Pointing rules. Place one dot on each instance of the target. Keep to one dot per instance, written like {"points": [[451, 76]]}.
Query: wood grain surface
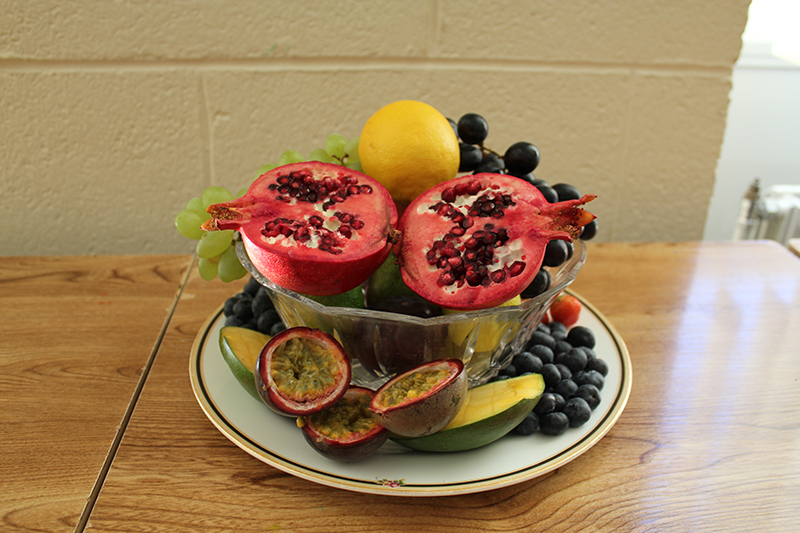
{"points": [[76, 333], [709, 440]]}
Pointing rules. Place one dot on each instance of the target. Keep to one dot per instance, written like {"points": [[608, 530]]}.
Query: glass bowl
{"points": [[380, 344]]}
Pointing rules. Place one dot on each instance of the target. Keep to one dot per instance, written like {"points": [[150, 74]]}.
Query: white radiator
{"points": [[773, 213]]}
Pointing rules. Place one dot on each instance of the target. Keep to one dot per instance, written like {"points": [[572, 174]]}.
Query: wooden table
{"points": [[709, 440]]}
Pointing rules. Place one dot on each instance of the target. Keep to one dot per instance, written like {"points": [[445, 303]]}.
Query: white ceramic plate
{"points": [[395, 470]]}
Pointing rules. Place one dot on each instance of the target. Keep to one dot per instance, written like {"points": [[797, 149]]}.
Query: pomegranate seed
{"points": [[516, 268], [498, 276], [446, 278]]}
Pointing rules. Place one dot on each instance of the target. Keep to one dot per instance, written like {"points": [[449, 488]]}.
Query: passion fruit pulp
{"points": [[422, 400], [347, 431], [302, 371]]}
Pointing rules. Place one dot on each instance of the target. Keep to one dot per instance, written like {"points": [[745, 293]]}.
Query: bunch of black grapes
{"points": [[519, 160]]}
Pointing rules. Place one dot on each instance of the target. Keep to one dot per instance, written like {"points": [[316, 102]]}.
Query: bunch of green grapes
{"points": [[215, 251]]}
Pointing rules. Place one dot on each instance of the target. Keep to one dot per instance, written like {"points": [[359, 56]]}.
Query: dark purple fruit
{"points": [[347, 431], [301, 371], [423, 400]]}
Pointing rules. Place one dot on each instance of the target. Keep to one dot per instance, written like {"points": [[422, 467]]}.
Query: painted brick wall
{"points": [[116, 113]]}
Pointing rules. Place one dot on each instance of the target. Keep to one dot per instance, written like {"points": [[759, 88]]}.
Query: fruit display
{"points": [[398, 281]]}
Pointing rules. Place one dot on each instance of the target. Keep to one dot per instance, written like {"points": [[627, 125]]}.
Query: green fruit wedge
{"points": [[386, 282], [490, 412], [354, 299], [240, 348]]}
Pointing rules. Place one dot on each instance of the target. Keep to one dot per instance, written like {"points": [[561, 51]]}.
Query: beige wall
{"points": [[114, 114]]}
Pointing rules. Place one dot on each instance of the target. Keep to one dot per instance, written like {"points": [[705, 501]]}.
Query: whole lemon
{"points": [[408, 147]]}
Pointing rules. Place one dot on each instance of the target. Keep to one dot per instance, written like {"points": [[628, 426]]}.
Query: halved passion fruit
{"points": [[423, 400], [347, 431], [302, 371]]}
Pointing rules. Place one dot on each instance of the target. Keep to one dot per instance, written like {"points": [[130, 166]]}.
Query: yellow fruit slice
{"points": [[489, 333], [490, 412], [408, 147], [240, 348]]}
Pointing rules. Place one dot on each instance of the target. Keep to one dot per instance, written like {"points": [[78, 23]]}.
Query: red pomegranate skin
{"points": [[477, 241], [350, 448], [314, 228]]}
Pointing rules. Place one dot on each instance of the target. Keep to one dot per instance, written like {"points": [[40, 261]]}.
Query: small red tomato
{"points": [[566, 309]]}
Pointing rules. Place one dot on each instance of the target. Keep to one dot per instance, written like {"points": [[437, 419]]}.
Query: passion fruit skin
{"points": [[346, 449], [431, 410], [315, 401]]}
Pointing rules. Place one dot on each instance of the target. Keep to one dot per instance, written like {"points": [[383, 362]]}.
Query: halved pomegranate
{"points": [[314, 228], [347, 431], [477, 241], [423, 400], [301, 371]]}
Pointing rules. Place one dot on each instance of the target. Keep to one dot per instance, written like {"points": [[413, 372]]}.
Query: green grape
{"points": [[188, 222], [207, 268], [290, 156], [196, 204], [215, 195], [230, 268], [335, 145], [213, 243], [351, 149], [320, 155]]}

────

WORK TO COMPLETE
Repeat the records above verbatim, with no pictures in the result.

COMPLETED EXERCISE
Pointing rules. Place one dot on each instance of the target. Keep to one dot per instance, written like {"points": [[451, 76]]}.
Query: wood grain surface
{"points": [[76, 333], [709, 440]]}
Pointing rules. Place one dot on each instance of the target. Keep to one dot per instance, written like {"points": [[608, 530]]}.
Query: glass bowl
{"points": [[380, 344]]}
Pointing rules. Place one dot on each instance of the target. Keep to one dot per instance, written like {"points": [[150, 74]]}.
Query: white radiator
{"points": [[773, 213]]}
Pointing rules. Place one dot on each instance of the target. Keep to one dot per instance, written like {"points": [[572, 174]]}.
Query: wooden table
{"points": [[709, 440]]}
Pointing rules. Place one dot on each instance of the target. Keep to one dot per instance, written like {"points": [[445, 303]]}.
Query: white ceramic plate
{"points": [[395, 470]]}
Pointing rules. Place one dot on each instance of the target. Keep to one dot per instance, written like {"points": [[797, 149]]}.
Query: pomegranate seed
{"points": [[516, 268], [498, 276], [446, 278]]}
Pointing rules. Place one dot on each instance of the target. Keep to one dot per instance, written like {"points": [[449, 488]]}.
Query: passion fruit pulp
{"points": [[422, 400], [347, 431], [302, 371]]}
Pointing rules. Place one dot on each instance of the target. Keep to one dot per instance, written like {"points": [[745, 293]]}.
Query: bunch of black grapes
{"points": [[519, 160]]}
Pointing rules. Place one dot on each instance of the target. Keep to one dot per instance, written like {"points": [[316, 102]]}.
Query: bunch of green grapes
{"points": [[215, 251]]}
Pointing rules. Place one dot on each instance of the target. Keep to one dot per instance, written like {"points": [[359, 56]]}.
Query: dark purple fruit
{"points": [[347, 431], [301, 371], [423, 400]]}
Pointing rules. Place one dot on each instance of the target. Keep to one dot per instance, written like {"points": [[422, 467]]}.
Query: painted brick wall
{"points": [[116, 113]]}
Pointing rules. Place one dot on each instance of the target. Keep to one dot per instance, written like {"points": [[759, 88]]}.
Query: fruit display
{"points": [[398, 281]]}
Pointing rules. Place one dot on each instance of the target. Keep to one dot per instance, written like {"points": [[627, 125]]}.
Query: green fruit wedge
{"points": [[386, 282], [490, 412], [354, 299], [240, 348]]}
Pointing rules. Place one dot on each instance of the target. Keep to one dot per instance, written like {"points": [[561, 51]]}.
Query: beige wall
{"points": [[114, 114]]}
Pointing rules. Place one dot on each instance of the target. Keep to one dot per instance, written like {"points": [[705, 501]]}.
Query: whole lemon
{"points": [[408, 147]]}
Pointing rules. Place one dot on each instance of the target. Keep to one dot per instance, written like {"points": [[628, 426]]}.
Query: halved passion fruit
{"points": [[423, 400], [347, 431], [302, 371]]}
Pointing rules. Place one dot on each instance of the target. Keep to one dot per instance, written like {"points": [[130, 166]]}.
Query: yellow fruit slice
{"points": [[489, 333], [490, 412], [408, 147], [240, 348]]}
Pointing rules. Place one dot on each instance of the target. Keep to one dot per instance, written like {"points": [[78, 23]]}.
Query: red pomegranate skin
{"points": [[477, 241], [350, 448], [314, 228]]}
Pointing rules. Place one dot on each instance of the target. Keep to one dot per instance, written like {"points": [[40, 261]]}.
Query: small red tomato
{"points": [[566, 309]]}
Pointing rules. Place one dot on each instance of the target. Keep to one dot per instance, written like {"points": [[437, 419]]}.
Query: passion fruit skin
{"points": [[346, 449], [431, 410], [315, 401]]}
Pointing rules. Place one dot on each instance of the target. Keep to one dot per instance, written like {"points": [[383, 362]]}.
Query: halved pomegranate
{"points": [[314, 228], [347, 431], [477, 241], [423, 400], [301, 371]]}
Pointing rules. Place one dot on each instance of the target. Keep to one dot per instance, written like {"points": [[413, 372]]}.
Query: green grape
{"points": [[188, 222], [207, 268], [290, 156], [196, 204], [215, 195], [230, 268], [335, 145], [213, 243], [351, 149], [320, 155]]}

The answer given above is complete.